**DOCUMENT PASSAGE**.
* start *

Decorative photo of a TRICUSO compass with 'Milestone 12 and 15' written in its centre.

TRICUSO achieves two important project Milestones:

M12: European trials of wind and oxygen float off Villefranche
M15: Data pathway from float to data centre operational

The first European sea trials of a profiling float equipped with passive acoustic sensors that are capable of estimating surface wind speed from underwater ambient noise has been successfully achieved within the TRICUSO project. The deployments, conducted in the Ligurian Sea off Villefranche-sur-Mer, demonstrate a scalable pathway for autonomous wind monitoring in regions where direct atmospheric observations remain sparse, with direct implications for improving estimates of air–sea gas exchange and climate-relevant ocean processes.

These milestones, led by Sorbonne Université (LOV), support TRICUSO’s objective of expanding the autonomous biogeochemical observing system through the integration of new sensor capabilities and data pathways, which is part of Work Package 4.

Why are they important milestones?

Wind drives ocean circulation, mediates air–sea gas exchange and shapes climate-relevant biogeochemical processes. Yet, direct wind observations remain sparse across much of the global ocean: satellite scatterometers struggle under extreme weather and at high latitudes, while surface moorings provide only limited spatial coverage. This gap is particularly acute in regions like the Southern Ocean, where storms drive a disproportionate share of total air–sea CO2 and heat fluxes, and where the very conditions that matter most are the hardest to observe.

* end *

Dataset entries

* start *

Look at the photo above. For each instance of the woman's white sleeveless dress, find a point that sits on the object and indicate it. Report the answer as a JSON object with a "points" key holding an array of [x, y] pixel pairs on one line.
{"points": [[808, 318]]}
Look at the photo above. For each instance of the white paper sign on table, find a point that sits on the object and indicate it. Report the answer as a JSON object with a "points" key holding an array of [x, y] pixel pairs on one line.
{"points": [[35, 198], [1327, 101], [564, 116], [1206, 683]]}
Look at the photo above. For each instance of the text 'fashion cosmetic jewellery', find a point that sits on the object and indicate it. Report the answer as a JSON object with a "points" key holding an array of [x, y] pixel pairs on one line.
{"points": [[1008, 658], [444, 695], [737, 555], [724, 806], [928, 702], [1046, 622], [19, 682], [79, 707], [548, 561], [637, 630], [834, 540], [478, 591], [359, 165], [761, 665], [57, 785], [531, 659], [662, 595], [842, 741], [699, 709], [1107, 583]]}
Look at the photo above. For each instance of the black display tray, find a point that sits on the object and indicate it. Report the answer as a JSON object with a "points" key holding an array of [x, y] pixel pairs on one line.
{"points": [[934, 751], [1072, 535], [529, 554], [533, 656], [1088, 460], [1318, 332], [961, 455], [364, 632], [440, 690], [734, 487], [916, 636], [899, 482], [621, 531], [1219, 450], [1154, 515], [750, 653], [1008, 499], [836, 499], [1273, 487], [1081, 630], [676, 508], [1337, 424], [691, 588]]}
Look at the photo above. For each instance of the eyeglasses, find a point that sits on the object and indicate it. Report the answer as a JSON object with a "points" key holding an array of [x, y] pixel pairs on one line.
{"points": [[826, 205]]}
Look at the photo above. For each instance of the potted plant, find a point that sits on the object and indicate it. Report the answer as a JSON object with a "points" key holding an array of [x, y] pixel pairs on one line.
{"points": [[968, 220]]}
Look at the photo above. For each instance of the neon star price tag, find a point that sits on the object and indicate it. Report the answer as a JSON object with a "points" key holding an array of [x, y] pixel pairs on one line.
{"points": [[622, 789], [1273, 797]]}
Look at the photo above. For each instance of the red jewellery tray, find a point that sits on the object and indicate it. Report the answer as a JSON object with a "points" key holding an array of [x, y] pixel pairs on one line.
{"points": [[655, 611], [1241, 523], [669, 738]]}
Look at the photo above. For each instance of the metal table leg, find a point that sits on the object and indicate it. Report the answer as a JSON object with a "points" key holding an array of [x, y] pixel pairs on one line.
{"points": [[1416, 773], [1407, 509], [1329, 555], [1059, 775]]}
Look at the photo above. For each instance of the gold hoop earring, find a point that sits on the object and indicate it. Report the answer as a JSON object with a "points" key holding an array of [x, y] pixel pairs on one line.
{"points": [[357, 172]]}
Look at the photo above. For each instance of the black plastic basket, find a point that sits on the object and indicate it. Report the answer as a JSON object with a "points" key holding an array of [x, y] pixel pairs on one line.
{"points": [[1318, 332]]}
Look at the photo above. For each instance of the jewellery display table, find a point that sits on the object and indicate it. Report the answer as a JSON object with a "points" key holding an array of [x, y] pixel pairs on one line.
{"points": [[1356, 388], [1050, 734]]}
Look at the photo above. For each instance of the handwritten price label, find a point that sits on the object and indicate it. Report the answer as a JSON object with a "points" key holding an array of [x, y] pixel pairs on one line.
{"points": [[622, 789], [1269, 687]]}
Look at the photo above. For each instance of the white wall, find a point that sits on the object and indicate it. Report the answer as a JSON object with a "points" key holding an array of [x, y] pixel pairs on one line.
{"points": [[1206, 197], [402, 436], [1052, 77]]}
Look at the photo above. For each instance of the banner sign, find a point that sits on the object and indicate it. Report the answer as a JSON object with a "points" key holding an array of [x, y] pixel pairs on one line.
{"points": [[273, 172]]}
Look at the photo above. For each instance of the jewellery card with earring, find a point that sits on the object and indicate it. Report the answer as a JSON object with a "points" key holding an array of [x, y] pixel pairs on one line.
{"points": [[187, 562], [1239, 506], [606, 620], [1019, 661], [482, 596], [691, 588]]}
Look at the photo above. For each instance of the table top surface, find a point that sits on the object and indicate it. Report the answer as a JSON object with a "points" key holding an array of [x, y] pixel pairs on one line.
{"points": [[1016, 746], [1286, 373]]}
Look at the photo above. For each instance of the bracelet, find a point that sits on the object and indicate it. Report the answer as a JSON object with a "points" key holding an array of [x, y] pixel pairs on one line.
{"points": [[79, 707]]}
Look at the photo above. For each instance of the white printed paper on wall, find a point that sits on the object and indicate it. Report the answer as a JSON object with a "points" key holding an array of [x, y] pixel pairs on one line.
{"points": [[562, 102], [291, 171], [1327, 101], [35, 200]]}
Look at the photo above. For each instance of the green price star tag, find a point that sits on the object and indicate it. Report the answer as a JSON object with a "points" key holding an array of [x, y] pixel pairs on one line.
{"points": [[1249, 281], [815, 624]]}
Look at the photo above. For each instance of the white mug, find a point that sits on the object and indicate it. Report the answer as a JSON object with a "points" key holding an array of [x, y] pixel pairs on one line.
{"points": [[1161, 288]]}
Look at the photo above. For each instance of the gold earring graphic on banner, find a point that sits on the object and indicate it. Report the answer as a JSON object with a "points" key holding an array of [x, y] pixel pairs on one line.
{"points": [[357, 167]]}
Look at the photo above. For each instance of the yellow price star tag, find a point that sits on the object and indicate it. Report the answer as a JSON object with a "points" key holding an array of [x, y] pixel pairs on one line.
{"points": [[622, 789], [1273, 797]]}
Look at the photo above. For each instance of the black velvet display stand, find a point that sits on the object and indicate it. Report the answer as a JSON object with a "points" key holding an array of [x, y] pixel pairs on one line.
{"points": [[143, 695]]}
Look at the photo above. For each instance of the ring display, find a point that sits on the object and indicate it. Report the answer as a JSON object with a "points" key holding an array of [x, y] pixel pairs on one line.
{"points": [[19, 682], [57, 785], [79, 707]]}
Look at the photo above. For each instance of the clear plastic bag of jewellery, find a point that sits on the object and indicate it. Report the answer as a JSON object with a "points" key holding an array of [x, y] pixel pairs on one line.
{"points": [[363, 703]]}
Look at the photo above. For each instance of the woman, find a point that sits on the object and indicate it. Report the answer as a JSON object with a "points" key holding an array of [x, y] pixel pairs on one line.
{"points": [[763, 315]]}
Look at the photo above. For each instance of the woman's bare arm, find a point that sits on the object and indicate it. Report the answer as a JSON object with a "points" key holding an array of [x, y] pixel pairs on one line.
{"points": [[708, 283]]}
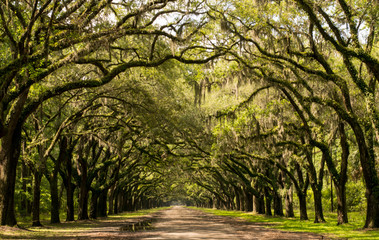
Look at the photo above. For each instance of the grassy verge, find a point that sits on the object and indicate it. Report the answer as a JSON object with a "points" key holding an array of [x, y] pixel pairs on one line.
{"points": [[66, 229], [352, 230]]}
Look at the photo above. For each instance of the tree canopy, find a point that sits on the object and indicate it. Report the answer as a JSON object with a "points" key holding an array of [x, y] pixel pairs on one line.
{"points": [[125, 105]]}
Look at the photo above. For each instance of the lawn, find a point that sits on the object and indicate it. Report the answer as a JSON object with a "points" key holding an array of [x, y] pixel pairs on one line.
{"points": [[67, 229], [352, 230]]}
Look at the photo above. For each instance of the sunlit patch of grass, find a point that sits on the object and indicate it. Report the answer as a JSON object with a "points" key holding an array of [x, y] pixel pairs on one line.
{"points": [[64, 229], [352, 230]]}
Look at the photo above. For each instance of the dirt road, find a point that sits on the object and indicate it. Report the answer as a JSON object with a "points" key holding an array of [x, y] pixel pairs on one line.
{"points": [[170, 224], [187, 224]]}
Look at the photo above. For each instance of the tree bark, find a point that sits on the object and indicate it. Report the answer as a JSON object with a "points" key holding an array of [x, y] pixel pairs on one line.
{"points": [[319, 216], [54, 215], [278, 204], [94, 206], [102, 204], [10, 147], [268, 198], [36, 198], [289, 203], [110, 201]]}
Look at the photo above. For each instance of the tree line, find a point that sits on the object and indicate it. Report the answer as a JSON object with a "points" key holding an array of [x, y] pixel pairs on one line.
{"points": [[96, 102]]}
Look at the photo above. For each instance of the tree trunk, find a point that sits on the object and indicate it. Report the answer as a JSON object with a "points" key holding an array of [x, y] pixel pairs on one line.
{"points": [[289, 203], [278, 204], [25, 204], [268, 201], [54, 215], [94, 201], [102, 204], [259, 205], [83, 200], [36, 198], [248, 201], [341, 184], [10, 146], [110, 201], [319, 216], [70, 193], [303, 205]]}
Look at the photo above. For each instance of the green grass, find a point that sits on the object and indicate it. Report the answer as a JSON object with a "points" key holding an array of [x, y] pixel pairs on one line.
{"points": [[65, 229], [352, 230]]}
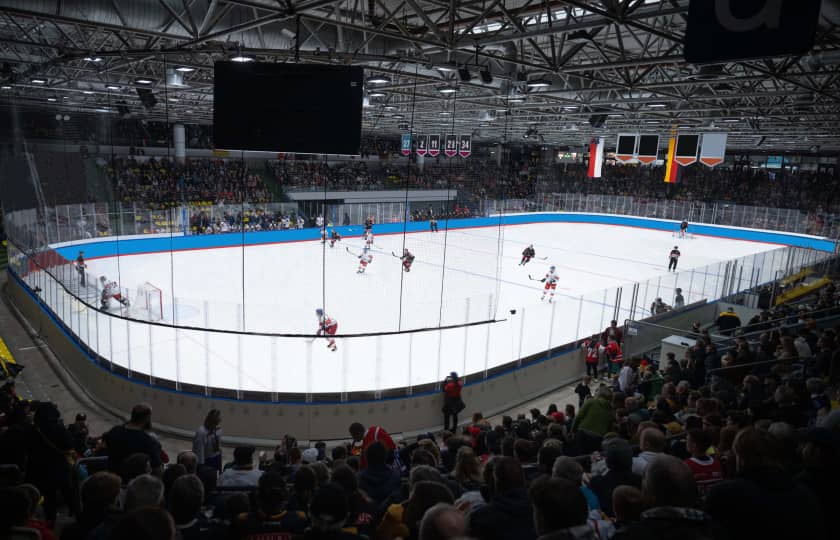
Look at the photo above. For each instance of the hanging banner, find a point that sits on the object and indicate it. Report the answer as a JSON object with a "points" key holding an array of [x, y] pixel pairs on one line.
{"points": [[405, 147], [596, 157], [451, 149], [713, 149], [625, 147], [648, 149], [434, 145], [422, 142], [465, 146], [686, 149], [671, 166]]}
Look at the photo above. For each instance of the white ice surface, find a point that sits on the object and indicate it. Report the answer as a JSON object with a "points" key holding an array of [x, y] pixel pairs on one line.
{"points": [[280, 286]]}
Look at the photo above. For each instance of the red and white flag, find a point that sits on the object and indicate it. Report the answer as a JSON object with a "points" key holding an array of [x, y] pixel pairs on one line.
{"points": [[596, 157]]}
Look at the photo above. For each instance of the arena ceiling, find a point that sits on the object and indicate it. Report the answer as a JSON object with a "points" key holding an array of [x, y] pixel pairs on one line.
{"points": [[549, 65]]}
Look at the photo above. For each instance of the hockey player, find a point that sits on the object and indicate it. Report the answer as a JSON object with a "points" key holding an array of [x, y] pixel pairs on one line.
{"points": [[673, 257], [334, 237], [407, 259], [550, 280], [527, 255], [683, 228], [364, 260], [327, 327], [111, 289]]}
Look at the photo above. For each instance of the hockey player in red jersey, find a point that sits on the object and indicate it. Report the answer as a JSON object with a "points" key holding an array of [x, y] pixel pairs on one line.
{"points": [[111, 289], [550, 280], [364, 259], [327, 326]]}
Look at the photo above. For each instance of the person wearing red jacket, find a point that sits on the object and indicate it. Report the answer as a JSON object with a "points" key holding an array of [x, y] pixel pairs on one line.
{"points": [[362, 438], [452, 402]]}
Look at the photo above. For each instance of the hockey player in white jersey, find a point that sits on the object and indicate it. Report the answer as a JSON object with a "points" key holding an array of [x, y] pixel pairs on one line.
{"points": [[111, 289], [550, 280]]}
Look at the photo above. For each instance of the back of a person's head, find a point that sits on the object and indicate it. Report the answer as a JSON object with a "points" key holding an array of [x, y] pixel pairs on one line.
{"points": [[185, 498], [668, 481], [141, 414], [144, 524], [376, 454], [558, 504], [423, 496], [618, 454], [443, 522], [145, 491], [424, 473], [328, 508], [756, 449], [507, 475], [271, 492], [133, 466], [100, 491], [345, 477], [568, 469], [652, 440]]}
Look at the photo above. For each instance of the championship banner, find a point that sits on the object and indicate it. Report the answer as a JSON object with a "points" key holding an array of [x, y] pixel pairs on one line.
{"points": [[434, 145], [451, 148], [405, 147], [625, 147], [648, 149], [422, 141], [686, 149], [596, 157], [465, 146], [713, 149], [671, 166]]}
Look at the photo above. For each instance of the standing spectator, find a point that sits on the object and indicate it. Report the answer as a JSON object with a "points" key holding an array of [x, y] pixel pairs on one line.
{"points": [[48, 450], [207, 440], [452, 402], [674, 513], [362, 438], [507, 515], [560, 510], [131, 438], [243, 473], [728, 321]]}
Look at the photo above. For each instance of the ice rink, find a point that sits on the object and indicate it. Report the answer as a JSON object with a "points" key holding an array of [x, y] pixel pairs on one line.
{"points": [[459, 276]]}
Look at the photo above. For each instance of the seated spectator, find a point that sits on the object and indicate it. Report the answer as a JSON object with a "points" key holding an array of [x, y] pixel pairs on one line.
{"points": [[243, 473], [652, 443], [560, 511], [131, 438], [443, 522], [507, 514], [378, 480], [271, 515], [706, 469], [750, 504], [619, 460], [674, 509]]}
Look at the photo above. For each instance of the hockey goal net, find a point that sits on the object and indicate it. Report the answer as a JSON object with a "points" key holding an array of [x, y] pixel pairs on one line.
{"points": [[149, 302]]}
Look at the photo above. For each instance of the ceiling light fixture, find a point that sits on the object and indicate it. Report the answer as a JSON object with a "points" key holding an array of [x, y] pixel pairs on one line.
{"points": [[538, 83]]}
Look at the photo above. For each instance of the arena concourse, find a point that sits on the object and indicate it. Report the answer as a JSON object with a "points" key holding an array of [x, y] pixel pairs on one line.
{"points": [[419, 270]]}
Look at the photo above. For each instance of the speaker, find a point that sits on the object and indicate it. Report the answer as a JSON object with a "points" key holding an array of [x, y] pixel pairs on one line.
{"points": [[147, 98], [597, 120]]}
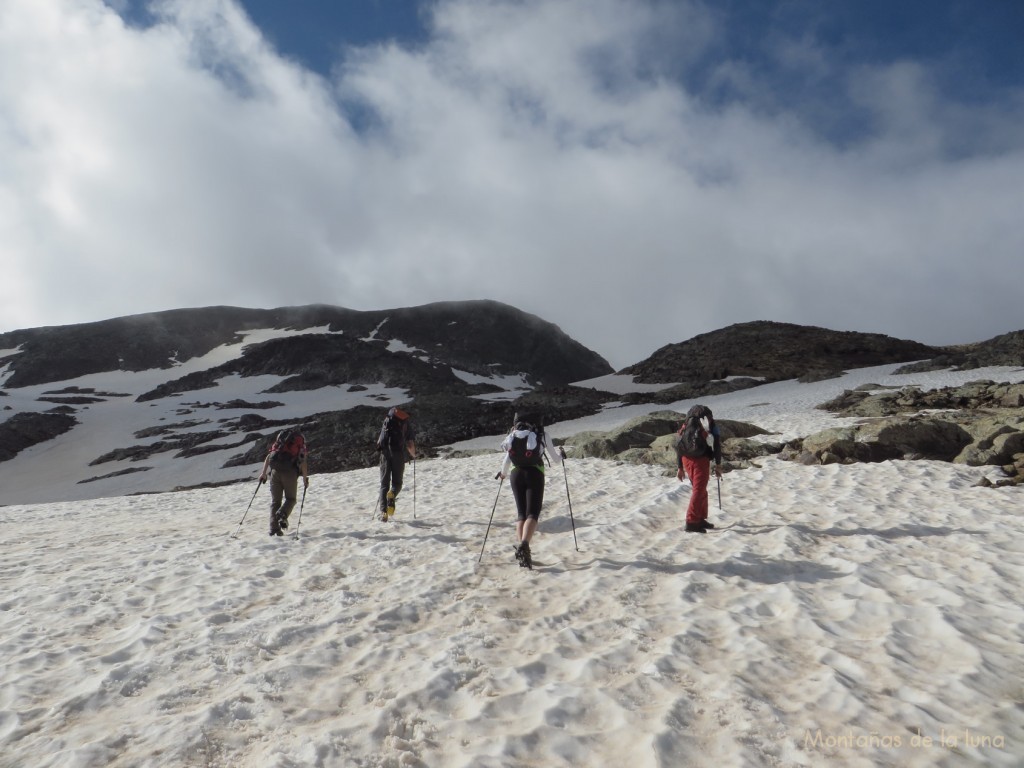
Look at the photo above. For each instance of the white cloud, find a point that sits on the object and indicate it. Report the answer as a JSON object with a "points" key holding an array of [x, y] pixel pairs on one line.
{"points": [[537, 153]]}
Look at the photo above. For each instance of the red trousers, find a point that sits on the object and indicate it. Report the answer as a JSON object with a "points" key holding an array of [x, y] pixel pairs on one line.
{"points": [[698, 470]]}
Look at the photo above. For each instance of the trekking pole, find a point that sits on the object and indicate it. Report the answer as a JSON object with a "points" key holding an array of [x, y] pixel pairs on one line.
{"points": [[247, 509], [569, 500], [298, 522], [492, 517]]}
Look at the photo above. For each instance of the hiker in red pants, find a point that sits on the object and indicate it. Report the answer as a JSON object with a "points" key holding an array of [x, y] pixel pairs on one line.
{"points": [[698, 442]]}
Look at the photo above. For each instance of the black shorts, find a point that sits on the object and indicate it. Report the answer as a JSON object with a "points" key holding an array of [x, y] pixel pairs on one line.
{"points": [[527, 489]]}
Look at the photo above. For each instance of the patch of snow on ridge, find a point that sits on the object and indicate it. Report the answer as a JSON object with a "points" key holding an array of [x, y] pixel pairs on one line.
{"points": [[620, 384]]}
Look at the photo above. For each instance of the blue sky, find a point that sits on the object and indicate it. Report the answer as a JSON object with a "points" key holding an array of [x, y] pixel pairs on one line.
{"points": [[856, 165]]}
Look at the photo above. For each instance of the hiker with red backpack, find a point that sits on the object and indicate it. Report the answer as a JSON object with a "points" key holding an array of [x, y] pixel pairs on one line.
{"points": [[285, 462], [697, 442], [524, 449], [396, 440]]}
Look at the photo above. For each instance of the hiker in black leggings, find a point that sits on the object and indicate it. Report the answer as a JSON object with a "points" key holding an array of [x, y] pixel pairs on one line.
{"points": [[524, 450]]}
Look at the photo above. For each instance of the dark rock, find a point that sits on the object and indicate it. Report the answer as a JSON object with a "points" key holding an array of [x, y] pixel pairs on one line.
{"points": [[24, 430], [773, 351]]}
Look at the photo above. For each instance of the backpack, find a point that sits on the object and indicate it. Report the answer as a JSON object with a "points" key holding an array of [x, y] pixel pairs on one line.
{"points": [[691, 440], [288, 450], [393, 431], [525, 448]]}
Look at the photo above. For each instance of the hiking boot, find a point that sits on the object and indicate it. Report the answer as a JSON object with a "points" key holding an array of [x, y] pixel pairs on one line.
{"points": [[525, 561]]}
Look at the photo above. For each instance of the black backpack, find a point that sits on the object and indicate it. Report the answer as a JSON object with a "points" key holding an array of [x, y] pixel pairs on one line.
{"points": [[522, 455], [691, 440], [393, 431], [287, 451]]}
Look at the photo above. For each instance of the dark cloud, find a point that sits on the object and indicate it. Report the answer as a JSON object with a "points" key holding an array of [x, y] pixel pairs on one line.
{"points": [[538, 153]]}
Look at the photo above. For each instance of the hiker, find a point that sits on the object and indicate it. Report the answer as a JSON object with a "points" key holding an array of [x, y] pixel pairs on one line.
{"points": [[396, 439], [523, 465], [285, 462], [694, 455]]}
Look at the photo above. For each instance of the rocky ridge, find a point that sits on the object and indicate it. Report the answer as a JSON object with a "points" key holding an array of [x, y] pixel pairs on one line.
{"points": [[418, 351]]}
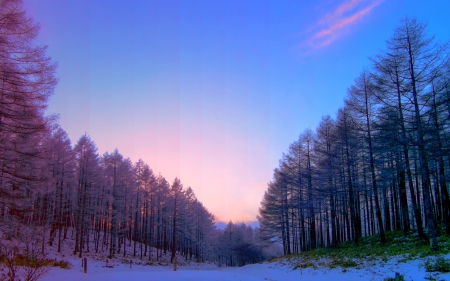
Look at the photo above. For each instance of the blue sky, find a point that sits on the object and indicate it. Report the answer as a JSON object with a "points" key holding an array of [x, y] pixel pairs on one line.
{"points": [[212, 91]]}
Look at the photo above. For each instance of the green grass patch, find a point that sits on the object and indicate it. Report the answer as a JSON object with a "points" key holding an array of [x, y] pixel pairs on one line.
{"points": [[438, 264], [349, 255]]}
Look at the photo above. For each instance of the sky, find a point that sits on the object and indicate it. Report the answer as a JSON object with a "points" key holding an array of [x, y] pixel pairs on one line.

* end *

**WORK TO DO**. According to the TRICUSO milestones announcement, in which sea were the float deployments conducted? The records are not required for this task.

**TASK ANSWER**. The Ligurian Sea, off Villefranche-sur-Mer.